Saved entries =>

▬▬▬▬▬▬

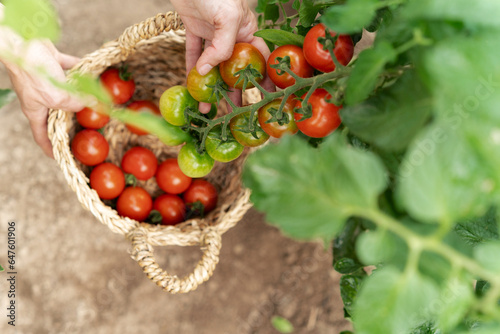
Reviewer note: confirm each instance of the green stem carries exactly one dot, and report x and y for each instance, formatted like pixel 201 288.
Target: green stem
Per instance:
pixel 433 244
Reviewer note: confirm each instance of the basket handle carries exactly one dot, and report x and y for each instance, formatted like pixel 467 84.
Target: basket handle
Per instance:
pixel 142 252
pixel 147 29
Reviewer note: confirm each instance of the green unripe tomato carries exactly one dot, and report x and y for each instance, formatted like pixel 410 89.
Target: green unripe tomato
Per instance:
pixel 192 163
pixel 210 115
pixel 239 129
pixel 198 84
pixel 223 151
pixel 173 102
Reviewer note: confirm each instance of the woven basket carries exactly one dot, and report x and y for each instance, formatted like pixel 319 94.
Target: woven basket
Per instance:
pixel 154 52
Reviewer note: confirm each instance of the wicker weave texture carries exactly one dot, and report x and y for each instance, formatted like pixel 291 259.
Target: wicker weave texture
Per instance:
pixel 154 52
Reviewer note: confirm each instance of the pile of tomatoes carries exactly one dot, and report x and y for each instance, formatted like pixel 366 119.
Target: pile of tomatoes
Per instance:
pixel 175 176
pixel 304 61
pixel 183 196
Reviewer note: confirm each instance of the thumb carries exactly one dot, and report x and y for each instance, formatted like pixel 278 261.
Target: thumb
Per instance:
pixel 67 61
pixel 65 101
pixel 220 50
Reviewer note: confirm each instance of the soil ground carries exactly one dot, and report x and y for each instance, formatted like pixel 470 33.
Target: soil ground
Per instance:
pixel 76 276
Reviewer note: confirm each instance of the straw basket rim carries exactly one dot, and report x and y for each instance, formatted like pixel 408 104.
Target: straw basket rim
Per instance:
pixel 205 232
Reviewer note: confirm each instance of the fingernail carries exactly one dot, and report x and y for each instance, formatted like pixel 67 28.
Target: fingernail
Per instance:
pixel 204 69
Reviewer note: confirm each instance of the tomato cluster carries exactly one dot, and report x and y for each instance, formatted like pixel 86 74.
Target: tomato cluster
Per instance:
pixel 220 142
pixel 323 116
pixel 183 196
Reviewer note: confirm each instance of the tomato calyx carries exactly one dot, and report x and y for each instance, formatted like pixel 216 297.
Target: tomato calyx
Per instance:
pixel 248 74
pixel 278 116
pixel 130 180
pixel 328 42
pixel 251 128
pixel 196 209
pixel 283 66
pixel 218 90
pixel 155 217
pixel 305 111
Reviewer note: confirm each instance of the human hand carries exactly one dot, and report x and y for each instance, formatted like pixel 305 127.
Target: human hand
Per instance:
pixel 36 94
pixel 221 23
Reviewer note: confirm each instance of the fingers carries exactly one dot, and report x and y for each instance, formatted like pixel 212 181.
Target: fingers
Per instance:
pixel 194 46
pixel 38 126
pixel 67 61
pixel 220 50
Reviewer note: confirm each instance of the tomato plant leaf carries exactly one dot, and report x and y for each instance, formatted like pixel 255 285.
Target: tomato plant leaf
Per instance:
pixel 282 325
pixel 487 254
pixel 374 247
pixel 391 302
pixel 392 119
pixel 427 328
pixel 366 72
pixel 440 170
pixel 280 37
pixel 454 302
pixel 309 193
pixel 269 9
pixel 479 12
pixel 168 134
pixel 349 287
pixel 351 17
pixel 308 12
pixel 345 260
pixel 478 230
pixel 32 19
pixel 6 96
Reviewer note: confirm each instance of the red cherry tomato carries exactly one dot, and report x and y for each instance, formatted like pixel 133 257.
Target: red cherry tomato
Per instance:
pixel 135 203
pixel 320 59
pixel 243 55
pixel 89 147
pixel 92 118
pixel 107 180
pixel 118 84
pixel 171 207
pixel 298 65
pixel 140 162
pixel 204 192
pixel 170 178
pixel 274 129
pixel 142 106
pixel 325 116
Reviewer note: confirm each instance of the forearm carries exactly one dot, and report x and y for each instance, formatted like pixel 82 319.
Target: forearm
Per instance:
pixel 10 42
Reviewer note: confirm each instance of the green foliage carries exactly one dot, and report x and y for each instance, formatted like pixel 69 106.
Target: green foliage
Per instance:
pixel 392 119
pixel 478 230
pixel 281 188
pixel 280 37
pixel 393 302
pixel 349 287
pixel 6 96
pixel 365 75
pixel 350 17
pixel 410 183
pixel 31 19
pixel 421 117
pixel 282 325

▬▬▬▬▬▬

What the task asks => Take every line from the records that holds "ground" and copy it down.

Solution to the problem =>
Reviewer note: confirm each instance of the soil ground carries exactly one dot, and report x and y for each instance, formatted like pixel 470 33.
Target: soil ground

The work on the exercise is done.